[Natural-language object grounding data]
━━━━━━━━━━━━━━━━
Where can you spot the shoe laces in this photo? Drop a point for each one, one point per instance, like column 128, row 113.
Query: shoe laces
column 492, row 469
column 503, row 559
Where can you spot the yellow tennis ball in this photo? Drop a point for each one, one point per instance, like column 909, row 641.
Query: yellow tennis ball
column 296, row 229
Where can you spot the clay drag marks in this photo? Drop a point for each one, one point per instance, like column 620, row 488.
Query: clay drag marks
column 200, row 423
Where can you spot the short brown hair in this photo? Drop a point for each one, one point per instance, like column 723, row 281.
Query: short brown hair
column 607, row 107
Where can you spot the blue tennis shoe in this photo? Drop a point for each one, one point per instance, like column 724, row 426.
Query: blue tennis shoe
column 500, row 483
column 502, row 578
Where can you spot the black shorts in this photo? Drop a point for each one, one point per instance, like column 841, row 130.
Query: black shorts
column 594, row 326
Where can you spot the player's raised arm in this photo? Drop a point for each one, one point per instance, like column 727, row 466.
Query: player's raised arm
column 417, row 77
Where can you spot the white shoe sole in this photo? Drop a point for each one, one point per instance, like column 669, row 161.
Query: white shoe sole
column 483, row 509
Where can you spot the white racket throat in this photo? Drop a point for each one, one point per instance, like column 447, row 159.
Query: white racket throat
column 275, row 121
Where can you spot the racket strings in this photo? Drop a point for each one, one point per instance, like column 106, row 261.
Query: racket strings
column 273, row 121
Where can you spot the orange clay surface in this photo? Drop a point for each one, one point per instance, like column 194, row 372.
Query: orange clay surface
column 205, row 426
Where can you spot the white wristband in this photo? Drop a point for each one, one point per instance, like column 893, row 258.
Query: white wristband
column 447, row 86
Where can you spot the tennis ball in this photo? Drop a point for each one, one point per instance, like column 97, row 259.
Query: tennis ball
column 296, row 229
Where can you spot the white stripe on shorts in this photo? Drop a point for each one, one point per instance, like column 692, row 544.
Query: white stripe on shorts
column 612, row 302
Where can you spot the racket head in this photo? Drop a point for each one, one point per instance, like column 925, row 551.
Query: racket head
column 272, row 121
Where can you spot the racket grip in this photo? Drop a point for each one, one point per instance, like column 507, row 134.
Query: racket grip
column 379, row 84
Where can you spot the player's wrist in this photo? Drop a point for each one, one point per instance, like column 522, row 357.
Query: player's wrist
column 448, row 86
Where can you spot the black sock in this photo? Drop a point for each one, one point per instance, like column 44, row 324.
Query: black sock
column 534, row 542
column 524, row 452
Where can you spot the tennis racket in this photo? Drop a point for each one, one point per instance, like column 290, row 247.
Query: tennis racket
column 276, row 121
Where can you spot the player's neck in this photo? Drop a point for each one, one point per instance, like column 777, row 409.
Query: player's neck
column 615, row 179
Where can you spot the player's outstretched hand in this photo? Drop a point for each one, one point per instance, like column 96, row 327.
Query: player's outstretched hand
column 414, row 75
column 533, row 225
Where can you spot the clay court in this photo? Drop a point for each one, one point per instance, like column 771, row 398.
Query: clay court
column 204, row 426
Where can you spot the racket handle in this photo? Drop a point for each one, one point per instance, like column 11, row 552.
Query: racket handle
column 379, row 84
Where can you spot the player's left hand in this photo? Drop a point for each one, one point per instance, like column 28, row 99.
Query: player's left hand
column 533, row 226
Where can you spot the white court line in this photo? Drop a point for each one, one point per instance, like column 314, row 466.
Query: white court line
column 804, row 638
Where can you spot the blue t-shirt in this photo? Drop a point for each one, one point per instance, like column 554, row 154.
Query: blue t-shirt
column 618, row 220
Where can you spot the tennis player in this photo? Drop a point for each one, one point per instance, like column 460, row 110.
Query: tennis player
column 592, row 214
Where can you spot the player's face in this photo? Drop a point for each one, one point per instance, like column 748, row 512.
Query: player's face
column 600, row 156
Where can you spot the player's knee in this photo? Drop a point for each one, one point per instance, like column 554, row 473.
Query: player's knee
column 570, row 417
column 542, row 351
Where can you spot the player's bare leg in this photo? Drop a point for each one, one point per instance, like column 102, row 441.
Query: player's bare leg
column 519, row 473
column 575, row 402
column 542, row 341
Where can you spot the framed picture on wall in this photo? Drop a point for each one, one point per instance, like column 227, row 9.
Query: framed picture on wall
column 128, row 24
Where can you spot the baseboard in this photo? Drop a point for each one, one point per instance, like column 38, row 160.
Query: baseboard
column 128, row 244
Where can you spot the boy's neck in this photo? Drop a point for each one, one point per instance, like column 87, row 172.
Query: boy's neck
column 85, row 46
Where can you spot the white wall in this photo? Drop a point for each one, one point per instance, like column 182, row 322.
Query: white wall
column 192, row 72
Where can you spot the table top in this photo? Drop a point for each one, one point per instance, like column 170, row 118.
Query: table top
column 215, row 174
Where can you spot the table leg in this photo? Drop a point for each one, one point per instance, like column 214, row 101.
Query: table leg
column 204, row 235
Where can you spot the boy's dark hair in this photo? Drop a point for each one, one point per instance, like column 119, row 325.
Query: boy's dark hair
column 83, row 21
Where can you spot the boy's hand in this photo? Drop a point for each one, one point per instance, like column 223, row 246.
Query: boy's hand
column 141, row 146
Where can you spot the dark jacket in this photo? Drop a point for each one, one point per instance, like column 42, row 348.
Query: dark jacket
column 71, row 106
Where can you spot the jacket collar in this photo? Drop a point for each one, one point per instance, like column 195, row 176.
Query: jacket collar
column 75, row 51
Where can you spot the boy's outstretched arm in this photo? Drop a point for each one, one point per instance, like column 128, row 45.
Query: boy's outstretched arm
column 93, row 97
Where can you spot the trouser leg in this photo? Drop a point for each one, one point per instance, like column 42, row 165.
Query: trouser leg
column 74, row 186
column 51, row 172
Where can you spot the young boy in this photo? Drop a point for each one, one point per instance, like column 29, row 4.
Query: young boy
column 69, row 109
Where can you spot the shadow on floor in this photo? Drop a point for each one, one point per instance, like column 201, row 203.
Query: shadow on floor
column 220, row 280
━━━━━━━━━━━━━━━━
Retype the records above in full, exactly.

Where can you spot the shoe laces in this photo? Drop a point for each one, one point per instance, like column 128, row 113.
Query: shoe laces
column 492, row 469
column 503, row 559
Where can you spot the yellow tennis ball in this photo? Drop a point for each one, one point per instance, like column 909, row 641.
Query: yellow tennis ball
column 296, row 229
Where can you spot the clay drag marks in this photo? Drop a point for each one, one point per instance, like column 620, row 488.
Query: clay drag marks
column 200, row 423
Where can you spot the short brown hair in this photo? Drop a point for each one, one point per instance, like column 723, row 281.
Query: short brown hair
column 607, row 107
Where can you spot the blue tennis shoe in this photo? Drop a point for each one, one point per instance, like column 724, row 426.
Query: blue tennis shoe
column 500, row 483
column 502, row 578
Where can you spot the black shorts in this photo? Drop a point for each one, one point per instance, like column 841, row 130.
Query: black shorts
column 594, row 326
Where can you spot the player's raised arm in this photo? Drop a point for each one, one point per instance, like column 727, row 466.
Query: player's raised arm
column 417, row 77
Where can you spot the white shoe sole in this photo? Drop a point for each one, one point per instance, like column 669, row 161.
Query: white shoe sole
column 483, row 509
Where can you spot the white racket throat in this photo? Drop a point for each one, one point per instance, like column 447, row 159.
Query: white racket throat
column 275, row 121
Where can you spot the racket strings in this photo? Drop a point for each one, one point per instance, like column 106, row 261.
Query: racket strings
column 273, row 121
Where can you spot the orange clay surface in this photo? Drop a point for each one, one point per instance, like column 194, row 372.
Query: orange clay surface
column 205, row 426
Where can you spot the white wristband in this photo? Drop a point for each one, one point per instance, like column 893, row 258.
Query: white wristband
column 447, row 86
Where can you spot the tennis ball in this photo? Drop a point for each one, one point per instance, like column 97, row 259.
Query: tennis ball
column 296, row 229
Where can you spot the white stripe on shorts in this photo? Drop a point for each one, one point per instance, like column 692, row 544.
Query: white stripe on shorts
column 612, row 302
Where can you spot the racket head in this photo? Drop a point for each one, one point per instance, like column 925, row 551.
Query: racket head
column 272, row 121
Where can you spot the racket grip in this photo? Drop a point for each one, one point per instance, like column 507, row 134.
Query: racket grip
column 379, row 84
Where can you spot the player's wrist in this photo? Drop a point for each one, one point per instance, like column 522, row 357.
Query: player's wrist
column 448, row 86
Where can you spot the black sock in this photo? Drop a point for each one, one point per instance, like column 44, row 324.
Query: black sock
column 534, row 542
column 524, row 452
Where can you spot the tennis racket in this photo? Drop a point for each one, one point per instance, like column 290, row 247.
Query: tennis racket
column 276, row 121
Where can you spot the player's neck in this photo? Drop a point for each one, one point per instance, like column 777, row 409.
Query: player's neck
column 615, row 179
Where can you spot the player's outstretched hand in this photo? Drop a point for each one, one point per instance, like column 96, row 327.
Query: player's outstretched hand
column 414, row 75
column 533, row 225
Where can you spot the clay court in this photo? Drop a point for each one, one point per instance, like column 771, row 398.
Query: clay court
column 204, row 426
Where can you spot the racket handle in this photo? Drop a point for each one, one point per instance, like column 11, row 552.
Query: racket handle
column 379, row 84
Where can you spot the player's left hand in this photo? Drop a point for each one, one point per instance, like column 28, row 99.
Query: player's left hand
column 533, row 226
Where can you spot the white court line in this photo? Drop a point for each one, one point per instance, like column 314, row 466.
Query: white court line
column 804, row 638
Where can you spot the blue t-shirt in this photo? Drop a point for each one, one point per instance, like column 554, row 154.
Query: blue t-shirt
column 618, row 220
Where can you spot the tennis player in this photo? Drop a point for each one, one point per instance, like column 460, row 110.
Query: tennis player
column 592, row 214
Where can you spot the player's face in this photo? Drop a point for each one, one point per instance, like column 748, row 512.
Query: player's face
column 600, row 156
Where can you spot the player's knee in this photo? Drop a point for each one, one point per instance, like column 554, row 473.
Query: player's knee
column 570, row 417
column 542, row 351
Where can you spot the player's bare leg in this photo? Drop a point for each one, one point per instance, like column 102, row 441.
Query: player's bare leg
column 519, row 473
column 575, row 402
column 542, row 341
Where can you spot the framed picture on wall in this photo? Drop a point for each one, one point per instance, like column 227, row 9.
Query: framed picture on wall
column 128, row 24
Where can you spot the baseboard in this photo? Drop a point for each one, one point per instance, like column 38, row 160.
Query: baseboard
column 128, row 244
Where can you spot the boy's neck in this photo? Drop a point for each one, one point per instance, like column 87, row 172.
Query: boy's neck
column 85, row 46
Where can you spot the white wall in this photo? Drop a point for each one, one point per instance, like column 182, row 322.
Query: white wall
column 192, row 72
Where can you spot the table top in this photo? Drop a point for each one, one point per instance, like column 170, row 118.
Query: table top
column 215, row 174
Where can you spot the table leg in this photo? Drop a point for each one, one point per instance, like column 214, row 101.
Query: table leg
column 204, row 235
Where can you spot the boy's dark hair in this photo? Drop a point for each one, one point per instance, like column 119, row 325.
Query: boy's dark hair
column 83, row 21
Where can you spot the boy's hand in this photo? Drop a point for each one, one point per instance, like column 223, row 246.
Query: boy's hand
column 141, row 146
Where can you spot the dark jacket in this photo? Drop a point for each one, one point per instance, like column 42, row 348.
Query: dark jacket
column 71, row 106
Where can you spot the jacket collar in this photo? Drop a point for each one, one point per instance, like column 195, row 176.
Query: jacket collar
column 75, row 51
Where can you spot the boy's outstretched arm in this photo? Drop a point for each one, one point per instance, like column 128, row 45.
Query: boy's outstretched arm
column 93, row 97
Where can you spot the trouser leg in this photo? Drop a point for each one, one point per instance, like column 42, row 165.
Query: trouser leg
column 74, row 186
column 51, row 172
Where can you spot the young boy in this photo? Drop a point for each one, one point per instance, like column 29, row 4.
Query: young boy
column 69, row 109
Where can you spot the shadow on floor in this photo? Drop a point for each one, one point per instance, like column 201, row 203.
Query: shadow on floor
column 220, row 280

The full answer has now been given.